## TASK GOAL:
Look through the entries that follow and return each line that has the string "tower".

## EXERCISE INPUT:
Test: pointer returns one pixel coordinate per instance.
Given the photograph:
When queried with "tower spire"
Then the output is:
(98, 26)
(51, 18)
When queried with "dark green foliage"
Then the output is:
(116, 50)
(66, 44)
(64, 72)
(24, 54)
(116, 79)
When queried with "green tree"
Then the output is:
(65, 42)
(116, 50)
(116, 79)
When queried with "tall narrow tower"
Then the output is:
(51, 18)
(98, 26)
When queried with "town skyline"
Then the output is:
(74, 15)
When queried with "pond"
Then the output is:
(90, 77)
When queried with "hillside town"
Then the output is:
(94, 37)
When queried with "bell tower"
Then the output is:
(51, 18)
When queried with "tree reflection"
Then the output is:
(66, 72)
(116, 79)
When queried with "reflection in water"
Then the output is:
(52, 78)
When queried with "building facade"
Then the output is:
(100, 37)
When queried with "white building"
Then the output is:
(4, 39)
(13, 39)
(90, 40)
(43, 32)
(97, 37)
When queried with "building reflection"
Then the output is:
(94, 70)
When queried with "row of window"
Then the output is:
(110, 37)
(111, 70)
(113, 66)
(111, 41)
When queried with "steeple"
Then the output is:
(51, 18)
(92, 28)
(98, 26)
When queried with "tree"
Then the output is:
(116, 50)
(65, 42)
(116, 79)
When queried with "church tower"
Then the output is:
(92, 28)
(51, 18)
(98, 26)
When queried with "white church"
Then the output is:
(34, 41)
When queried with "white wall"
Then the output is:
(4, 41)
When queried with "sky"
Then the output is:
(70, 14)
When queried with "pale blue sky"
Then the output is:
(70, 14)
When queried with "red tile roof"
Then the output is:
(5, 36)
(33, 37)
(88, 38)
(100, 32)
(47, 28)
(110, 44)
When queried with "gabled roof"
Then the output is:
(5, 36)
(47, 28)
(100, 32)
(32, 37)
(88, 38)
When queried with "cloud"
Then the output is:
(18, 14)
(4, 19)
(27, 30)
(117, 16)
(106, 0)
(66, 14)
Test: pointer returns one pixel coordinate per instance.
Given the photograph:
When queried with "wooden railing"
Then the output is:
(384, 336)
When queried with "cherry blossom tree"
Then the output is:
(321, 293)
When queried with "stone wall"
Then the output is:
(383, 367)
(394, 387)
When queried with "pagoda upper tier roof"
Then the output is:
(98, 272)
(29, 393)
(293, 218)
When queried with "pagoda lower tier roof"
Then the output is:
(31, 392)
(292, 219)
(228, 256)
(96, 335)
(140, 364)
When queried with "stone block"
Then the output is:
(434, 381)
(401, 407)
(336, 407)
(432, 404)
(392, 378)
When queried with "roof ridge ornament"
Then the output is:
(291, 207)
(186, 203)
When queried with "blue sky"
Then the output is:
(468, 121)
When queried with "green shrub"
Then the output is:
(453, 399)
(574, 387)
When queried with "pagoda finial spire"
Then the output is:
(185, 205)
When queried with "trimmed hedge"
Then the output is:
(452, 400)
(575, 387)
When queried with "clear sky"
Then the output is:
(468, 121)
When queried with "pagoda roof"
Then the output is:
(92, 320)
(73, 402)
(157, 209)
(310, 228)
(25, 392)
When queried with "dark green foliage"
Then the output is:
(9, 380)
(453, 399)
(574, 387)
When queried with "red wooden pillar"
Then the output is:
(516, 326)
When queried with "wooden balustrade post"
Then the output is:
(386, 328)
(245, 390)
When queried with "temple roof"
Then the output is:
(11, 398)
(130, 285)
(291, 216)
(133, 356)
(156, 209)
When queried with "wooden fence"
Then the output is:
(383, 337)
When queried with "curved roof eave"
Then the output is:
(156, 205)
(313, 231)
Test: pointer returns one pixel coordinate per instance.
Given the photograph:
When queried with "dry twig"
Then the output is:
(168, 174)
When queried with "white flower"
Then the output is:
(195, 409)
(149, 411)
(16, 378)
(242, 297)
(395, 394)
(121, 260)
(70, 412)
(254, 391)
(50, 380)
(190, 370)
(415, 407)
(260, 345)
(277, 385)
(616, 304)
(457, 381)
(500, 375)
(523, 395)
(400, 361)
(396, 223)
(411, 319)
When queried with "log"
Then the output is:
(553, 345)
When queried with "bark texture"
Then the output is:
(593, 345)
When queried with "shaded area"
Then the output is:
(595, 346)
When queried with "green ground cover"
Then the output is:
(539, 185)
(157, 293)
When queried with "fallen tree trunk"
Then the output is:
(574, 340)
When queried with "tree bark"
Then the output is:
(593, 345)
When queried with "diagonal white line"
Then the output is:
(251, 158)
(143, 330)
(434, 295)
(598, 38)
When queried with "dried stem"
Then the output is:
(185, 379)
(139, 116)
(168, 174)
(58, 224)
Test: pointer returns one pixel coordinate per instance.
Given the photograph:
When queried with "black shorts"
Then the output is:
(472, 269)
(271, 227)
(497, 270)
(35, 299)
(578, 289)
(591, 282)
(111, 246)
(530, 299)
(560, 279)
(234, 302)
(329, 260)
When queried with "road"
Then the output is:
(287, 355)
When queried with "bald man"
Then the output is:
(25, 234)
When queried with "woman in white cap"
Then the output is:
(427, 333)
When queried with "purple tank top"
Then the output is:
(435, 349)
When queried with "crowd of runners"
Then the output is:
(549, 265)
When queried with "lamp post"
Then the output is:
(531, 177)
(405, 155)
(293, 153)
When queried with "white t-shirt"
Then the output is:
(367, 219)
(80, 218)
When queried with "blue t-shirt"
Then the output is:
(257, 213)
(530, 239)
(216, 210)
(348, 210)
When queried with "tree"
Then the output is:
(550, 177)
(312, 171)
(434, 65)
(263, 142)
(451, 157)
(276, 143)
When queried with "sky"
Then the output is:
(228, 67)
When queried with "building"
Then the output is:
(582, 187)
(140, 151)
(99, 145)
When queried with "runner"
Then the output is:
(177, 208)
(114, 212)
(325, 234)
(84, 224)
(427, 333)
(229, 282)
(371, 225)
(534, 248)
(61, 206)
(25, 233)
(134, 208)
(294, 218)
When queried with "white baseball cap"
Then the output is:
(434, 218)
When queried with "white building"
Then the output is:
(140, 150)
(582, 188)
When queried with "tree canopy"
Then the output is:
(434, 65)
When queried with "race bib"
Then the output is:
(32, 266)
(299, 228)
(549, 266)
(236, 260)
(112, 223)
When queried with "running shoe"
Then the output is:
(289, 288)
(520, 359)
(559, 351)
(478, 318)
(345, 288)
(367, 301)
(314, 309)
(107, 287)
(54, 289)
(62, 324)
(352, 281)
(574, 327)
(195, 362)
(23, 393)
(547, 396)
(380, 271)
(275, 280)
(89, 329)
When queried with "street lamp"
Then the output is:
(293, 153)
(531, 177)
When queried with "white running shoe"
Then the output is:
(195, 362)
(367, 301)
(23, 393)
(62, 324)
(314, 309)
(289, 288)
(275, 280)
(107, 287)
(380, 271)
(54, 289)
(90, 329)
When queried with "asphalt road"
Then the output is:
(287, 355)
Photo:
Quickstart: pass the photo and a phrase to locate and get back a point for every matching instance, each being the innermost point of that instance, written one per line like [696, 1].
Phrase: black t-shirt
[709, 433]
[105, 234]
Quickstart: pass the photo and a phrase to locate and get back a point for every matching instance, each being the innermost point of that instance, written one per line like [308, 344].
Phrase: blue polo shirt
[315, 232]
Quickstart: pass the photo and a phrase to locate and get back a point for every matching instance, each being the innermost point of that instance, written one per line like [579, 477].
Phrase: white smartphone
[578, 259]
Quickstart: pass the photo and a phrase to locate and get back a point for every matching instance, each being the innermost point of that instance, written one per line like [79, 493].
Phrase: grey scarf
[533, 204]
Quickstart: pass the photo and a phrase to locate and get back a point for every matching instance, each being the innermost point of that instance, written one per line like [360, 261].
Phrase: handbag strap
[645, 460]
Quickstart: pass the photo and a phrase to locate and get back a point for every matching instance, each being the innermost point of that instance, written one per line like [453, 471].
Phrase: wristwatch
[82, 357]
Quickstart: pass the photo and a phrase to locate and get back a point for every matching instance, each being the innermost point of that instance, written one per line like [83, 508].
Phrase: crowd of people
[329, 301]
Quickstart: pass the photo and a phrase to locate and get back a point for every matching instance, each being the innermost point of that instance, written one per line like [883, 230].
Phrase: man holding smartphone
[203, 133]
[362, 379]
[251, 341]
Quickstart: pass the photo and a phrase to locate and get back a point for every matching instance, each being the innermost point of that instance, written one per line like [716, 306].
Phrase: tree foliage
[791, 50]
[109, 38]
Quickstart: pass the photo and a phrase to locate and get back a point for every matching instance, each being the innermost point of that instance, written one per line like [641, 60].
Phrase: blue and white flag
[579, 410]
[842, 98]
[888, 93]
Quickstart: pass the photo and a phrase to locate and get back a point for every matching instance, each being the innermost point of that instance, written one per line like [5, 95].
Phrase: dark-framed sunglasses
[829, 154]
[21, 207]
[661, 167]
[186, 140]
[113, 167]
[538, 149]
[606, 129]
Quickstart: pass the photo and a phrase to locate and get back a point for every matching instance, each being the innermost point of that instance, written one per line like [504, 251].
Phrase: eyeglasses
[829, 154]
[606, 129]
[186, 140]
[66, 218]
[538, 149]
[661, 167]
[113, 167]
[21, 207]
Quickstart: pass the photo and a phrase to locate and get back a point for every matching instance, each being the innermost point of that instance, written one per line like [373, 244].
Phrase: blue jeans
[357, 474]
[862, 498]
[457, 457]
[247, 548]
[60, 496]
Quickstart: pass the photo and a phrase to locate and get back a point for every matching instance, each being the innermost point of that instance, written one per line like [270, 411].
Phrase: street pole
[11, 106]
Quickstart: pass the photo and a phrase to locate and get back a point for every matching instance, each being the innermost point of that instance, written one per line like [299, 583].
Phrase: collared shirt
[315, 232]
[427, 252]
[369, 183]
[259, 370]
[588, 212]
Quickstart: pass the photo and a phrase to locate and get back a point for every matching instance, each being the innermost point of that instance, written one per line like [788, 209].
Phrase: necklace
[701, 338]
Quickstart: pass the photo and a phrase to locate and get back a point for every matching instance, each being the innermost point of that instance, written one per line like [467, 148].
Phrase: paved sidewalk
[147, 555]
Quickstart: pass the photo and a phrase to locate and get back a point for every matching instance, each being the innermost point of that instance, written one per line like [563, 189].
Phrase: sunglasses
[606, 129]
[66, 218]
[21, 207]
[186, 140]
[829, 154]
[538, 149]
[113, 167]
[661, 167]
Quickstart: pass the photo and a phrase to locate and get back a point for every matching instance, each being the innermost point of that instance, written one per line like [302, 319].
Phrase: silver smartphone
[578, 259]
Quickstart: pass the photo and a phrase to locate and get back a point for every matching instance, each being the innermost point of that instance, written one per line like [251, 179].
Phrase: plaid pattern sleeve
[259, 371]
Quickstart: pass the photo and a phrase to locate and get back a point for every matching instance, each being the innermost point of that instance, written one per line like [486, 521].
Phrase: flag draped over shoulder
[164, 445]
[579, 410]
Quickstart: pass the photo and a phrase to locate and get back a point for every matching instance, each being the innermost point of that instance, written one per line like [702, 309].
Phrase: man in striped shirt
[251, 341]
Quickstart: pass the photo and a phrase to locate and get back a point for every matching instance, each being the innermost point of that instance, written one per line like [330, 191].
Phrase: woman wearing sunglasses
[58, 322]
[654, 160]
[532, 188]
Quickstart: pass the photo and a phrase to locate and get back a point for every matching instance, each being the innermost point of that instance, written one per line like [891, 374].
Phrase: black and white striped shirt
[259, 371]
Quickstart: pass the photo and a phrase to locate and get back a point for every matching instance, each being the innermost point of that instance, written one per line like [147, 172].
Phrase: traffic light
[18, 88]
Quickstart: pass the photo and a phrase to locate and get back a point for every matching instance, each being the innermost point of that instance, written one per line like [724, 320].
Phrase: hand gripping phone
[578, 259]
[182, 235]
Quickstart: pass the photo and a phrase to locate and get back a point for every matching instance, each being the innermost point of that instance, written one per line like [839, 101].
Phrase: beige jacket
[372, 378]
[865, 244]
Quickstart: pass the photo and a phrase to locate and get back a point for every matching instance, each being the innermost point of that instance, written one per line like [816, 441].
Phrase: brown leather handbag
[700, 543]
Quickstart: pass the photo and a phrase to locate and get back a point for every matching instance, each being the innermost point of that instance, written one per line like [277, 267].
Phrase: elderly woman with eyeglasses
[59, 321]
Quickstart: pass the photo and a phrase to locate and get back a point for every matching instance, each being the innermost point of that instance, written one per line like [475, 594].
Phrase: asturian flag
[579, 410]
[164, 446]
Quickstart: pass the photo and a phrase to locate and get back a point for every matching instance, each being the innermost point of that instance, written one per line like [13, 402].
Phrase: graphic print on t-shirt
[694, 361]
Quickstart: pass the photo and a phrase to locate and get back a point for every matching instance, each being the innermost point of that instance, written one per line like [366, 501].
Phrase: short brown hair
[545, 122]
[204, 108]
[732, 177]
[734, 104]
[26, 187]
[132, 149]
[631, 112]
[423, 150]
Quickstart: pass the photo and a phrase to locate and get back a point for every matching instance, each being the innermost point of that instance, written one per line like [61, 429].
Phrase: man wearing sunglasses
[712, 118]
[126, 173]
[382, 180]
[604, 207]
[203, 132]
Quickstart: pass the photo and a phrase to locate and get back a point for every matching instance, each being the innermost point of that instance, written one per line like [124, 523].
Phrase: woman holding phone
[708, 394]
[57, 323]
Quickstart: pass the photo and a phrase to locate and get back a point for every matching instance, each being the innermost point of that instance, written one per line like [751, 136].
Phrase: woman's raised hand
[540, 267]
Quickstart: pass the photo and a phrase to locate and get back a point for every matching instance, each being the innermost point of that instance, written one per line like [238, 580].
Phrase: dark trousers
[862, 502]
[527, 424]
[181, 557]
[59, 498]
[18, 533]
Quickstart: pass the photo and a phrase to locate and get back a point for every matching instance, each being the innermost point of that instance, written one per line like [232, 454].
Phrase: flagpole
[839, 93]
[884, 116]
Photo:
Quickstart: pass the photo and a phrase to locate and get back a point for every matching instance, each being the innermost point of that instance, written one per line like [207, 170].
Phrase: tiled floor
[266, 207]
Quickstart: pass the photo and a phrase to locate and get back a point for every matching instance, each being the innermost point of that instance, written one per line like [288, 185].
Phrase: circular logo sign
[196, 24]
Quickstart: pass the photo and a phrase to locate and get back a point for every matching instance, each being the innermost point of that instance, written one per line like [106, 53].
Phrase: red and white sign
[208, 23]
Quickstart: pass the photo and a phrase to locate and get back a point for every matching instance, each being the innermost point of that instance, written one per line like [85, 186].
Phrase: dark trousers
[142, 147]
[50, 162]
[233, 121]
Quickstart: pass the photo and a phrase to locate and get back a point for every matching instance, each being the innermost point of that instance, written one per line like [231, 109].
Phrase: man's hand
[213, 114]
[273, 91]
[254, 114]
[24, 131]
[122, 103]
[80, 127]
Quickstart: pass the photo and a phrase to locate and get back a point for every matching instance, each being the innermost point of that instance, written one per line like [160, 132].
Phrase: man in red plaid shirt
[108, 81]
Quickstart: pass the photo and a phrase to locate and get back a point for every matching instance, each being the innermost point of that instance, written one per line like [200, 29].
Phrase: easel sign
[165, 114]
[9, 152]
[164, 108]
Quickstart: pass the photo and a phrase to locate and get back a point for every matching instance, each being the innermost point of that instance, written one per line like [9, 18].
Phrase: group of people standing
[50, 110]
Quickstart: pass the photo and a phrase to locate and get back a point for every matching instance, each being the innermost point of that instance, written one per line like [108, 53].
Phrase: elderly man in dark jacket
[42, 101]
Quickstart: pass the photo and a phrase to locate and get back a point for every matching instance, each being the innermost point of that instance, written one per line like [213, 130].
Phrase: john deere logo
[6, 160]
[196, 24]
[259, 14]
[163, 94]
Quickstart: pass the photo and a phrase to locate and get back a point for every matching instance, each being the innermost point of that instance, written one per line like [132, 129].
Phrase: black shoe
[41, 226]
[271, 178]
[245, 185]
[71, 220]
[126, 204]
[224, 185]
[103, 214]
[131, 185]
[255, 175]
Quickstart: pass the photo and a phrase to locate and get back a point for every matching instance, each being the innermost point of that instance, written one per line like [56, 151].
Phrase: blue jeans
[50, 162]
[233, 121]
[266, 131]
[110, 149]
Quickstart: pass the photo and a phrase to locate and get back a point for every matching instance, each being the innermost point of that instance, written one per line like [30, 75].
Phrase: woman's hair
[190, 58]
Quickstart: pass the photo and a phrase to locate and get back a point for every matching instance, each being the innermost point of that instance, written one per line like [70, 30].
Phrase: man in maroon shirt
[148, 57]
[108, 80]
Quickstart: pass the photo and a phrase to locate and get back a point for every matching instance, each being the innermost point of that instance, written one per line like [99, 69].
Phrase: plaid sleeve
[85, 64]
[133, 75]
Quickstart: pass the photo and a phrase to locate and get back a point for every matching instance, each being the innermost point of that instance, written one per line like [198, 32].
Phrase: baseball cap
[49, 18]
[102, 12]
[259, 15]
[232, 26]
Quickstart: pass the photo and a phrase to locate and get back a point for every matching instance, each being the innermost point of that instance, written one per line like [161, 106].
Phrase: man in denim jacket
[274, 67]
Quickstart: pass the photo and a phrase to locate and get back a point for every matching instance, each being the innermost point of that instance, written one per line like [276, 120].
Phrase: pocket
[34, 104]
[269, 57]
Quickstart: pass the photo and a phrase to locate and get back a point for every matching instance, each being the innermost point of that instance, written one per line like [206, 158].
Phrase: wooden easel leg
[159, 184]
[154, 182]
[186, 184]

## ANSWER:
When queried with "tower spire"
When queried with "tall narrow tower"
When queried with "bell tower"
When queried with "church tower"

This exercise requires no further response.